--- START ---

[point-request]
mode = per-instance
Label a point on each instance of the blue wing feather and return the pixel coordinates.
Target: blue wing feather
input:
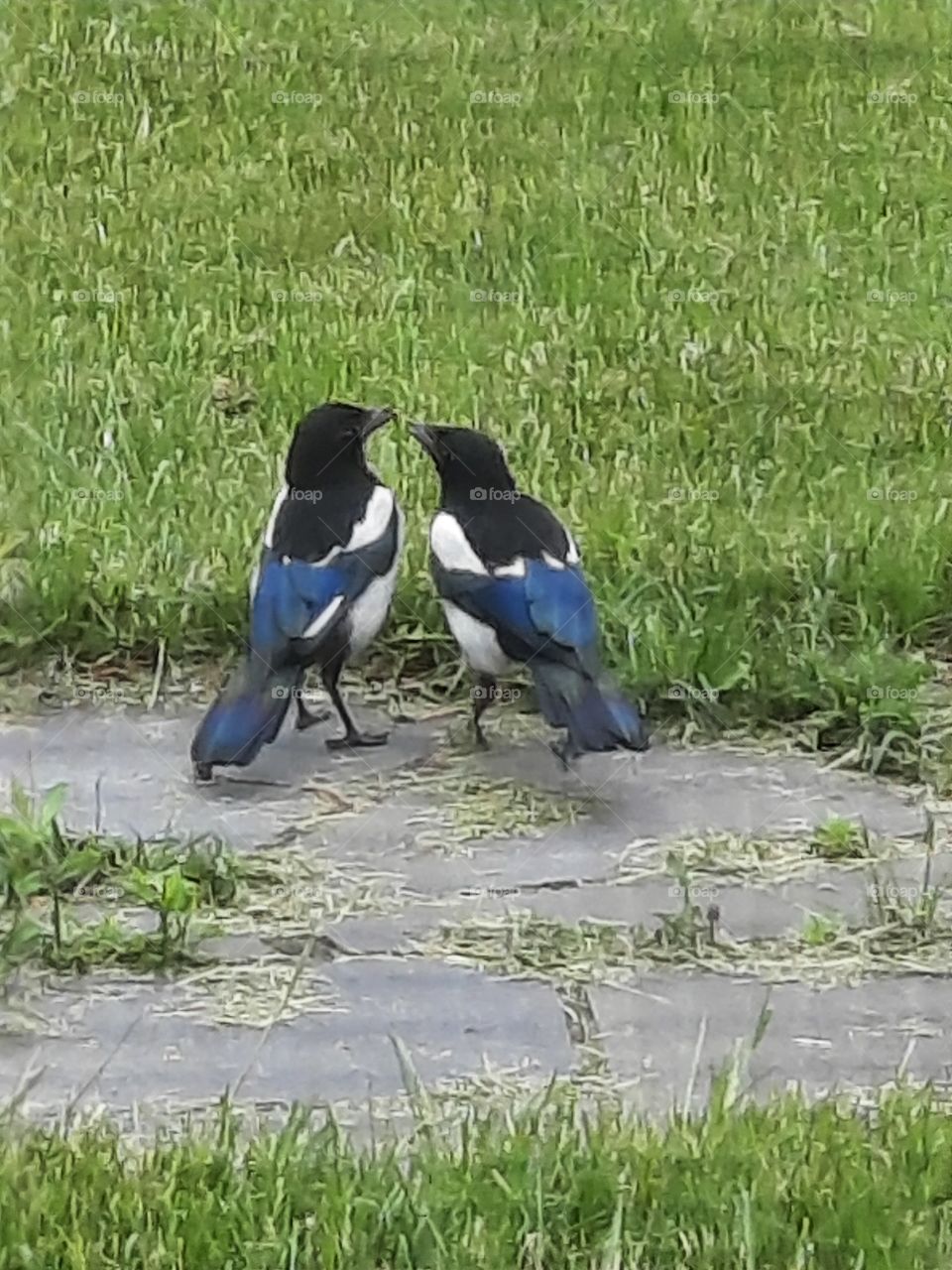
(547, 604)
(290, 595)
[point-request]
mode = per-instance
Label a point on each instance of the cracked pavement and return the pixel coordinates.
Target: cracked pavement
(376, 979)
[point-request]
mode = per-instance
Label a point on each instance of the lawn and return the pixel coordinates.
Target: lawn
(779, 1188)
(688, 261)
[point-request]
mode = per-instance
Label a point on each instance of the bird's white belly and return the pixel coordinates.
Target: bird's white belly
(477, 642)
(370, 610)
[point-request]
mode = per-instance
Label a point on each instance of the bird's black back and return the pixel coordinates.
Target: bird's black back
(499, 531)
(311, 522)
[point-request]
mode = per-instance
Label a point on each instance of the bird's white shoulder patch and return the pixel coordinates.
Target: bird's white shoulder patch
(452, 548)
(280, 499)
(516, 570)
(324, 619)
(375, 520)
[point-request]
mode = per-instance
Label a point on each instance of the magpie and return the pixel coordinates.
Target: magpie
(320, 592)
(509, 576)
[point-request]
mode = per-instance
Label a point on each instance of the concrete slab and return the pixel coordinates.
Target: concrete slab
(130, 1046)
(656, 1028)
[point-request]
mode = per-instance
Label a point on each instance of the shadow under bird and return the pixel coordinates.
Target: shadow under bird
(320, 593)
(513, 592)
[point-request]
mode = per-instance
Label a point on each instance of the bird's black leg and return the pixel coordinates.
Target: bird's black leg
(306, 717)
(353, 738)
(483, 697)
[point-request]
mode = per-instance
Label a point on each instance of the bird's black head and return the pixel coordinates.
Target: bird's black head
(470, 465)
(331, 436)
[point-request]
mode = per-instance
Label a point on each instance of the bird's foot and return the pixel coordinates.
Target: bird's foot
(563, 753)
(358, 740)
(308, 717)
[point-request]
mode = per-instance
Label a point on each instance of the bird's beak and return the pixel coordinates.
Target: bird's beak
(425, 436)
(375, 420)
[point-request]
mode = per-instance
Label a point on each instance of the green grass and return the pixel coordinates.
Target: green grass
(46, 875)
(771, 1188)
(698, 365)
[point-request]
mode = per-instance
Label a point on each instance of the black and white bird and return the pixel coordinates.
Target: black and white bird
(513, 592)
(320, 592)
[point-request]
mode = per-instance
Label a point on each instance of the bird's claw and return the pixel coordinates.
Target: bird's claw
(358, 740)
(307, 719)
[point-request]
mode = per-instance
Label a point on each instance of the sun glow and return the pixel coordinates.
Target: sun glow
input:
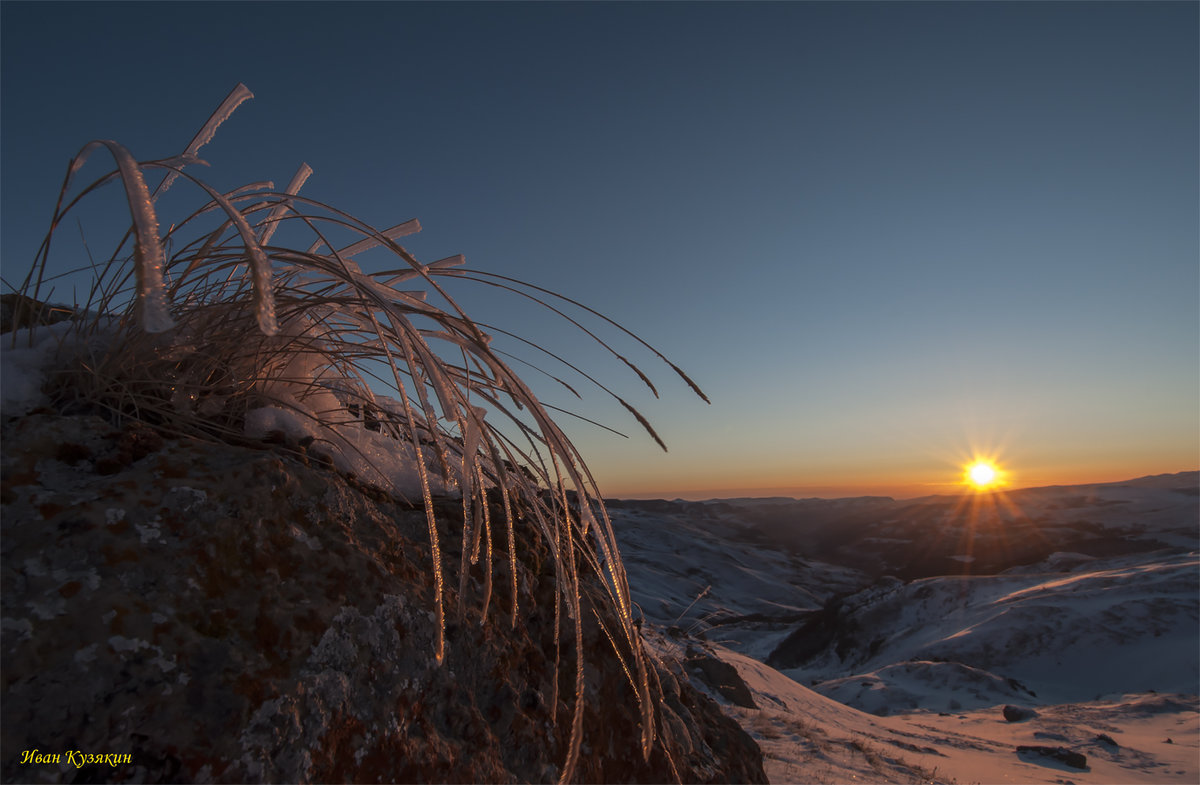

--- END ---

# Set exercise
Locate each line of the entries above that contains the word "back" and copy those lines.

# Complete answer
Label a point on each instance of the bird's black back and return the pixel coordinates.
Target: bird's black back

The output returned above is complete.